Document extract >>
BEGIN

ADF/cofilin are the only substrates yet identified for the LIM kinases. LIM kinases directly phosphorylate and inactivate members of the cofilin family, resulting in stabilization of filamentous (F)-actin. Lim kinases are activated by signaling through small GTPases of the Rho family. Upstream, LIMK1 is regulated by Pak1,[2] and LIMK2 by the Rho-dependent kinase ROCK.[3] Lim Kinases are activated by PAK (p21-activated kinase). Recent work indicates that LIMK activity is also modulated by HIV-1 viral proteins.

END

Data records:
BEGIN

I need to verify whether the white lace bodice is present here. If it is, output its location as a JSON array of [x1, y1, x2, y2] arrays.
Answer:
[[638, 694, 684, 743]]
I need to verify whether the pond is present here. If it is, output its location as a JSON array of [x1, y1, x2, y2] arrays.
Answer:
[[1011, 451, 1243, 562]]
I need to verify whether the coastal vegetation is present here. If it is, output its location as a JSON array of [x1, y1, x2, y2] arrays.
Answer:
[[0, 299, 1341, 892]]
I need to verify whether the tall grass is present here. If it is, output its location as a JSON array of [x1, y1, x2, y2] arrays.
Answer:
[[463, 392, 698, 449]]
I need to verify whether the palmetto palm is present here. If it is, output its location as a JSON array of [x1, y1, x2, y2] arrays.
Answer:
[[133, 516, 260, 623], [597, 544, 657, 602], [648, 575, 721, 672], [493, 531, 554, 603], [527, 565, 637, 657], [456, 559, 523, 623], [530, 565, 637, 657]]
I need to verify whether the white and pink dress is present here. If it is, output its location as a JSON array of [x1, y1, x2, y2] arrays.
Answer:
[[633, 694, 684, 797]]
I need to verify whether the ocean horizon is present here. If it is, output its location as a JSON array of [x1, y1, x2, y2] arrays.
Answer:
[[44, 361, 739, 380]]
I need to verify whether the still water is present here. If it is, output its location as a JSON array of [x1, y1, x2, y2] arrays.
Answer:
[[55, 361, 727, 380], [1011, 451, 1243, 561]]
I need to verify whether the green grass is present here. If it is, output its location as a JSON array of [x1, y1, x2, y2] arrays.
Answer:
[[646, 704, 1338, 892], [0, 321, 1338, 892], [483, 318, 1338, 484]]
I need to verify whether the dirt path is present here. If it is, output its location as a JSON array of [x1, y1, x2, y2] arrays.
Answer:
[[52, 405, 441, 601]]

END

Assignment 1 >> According to the text on LIM kinases, what activates, regulates, or modulates LIM kinases? List every such factor.
Assignment 2 >> Swap "stabilization" for "destabilization" in the LIM kinase text between "ADF/cofilin are the" and "HIV-1 viral proteins.", inclusive, and write out that passage.

Task output 1 >>
- Small GTPases of the Rho family
- Pak1
- The Rho-dependent kinase ROCK
- PAK (p21-activated kinase)
- HIV-1 viral proteins

Task output 2 >>
ADF/cofilin are the only substrates yet identified for the LIM kinases. LIM kinases directly phosphorylate and inactivate members of the cofilin family, resulting in destabilization of filamentous (F)-actin. Lim kinases are activated by signaling through small GTPases of the Rho family. Upstream, LIMK1 is regulated by Pak1,[2] and LIMK2 by the Rho-dependent kinase ROCK.[3] Lim Kinases are activated by PAK (p21-activated kinase). Recent work indicates that LIMK activity is also modulated by HIV-1 viral proteins.